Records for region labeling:
* * *
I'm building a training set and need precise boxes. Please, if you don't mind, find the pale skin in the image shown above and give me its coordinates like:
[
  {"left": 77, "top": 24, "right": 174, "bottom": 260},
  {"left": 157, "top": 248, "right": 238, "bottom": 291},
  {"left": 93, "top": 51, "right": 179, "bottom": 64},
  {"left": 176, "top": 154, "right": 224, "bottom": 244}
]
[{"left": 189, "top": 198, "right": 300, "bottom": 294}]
* * *
Copy out each of the items above word for word, keeping every line and character as it appears.

I'm building a training set and need precise boxes. Please, if you don't mind, find the pale skin in the image shown above and give me its coordinates like:
[
  {"left": 77, "top": 24, "right": 174, "bottom": 260},
  {"left": 157, "top": 248, "right": 238, "bottom": 291},
  {"left": 93, "top": 51, "right": 179, "bottom": 64},
  {"left": 176, "top": 154, "right": 224, "bottom": 244}
]
[{"left": 189, "top": 198, "right": 300, "bottom": 294}]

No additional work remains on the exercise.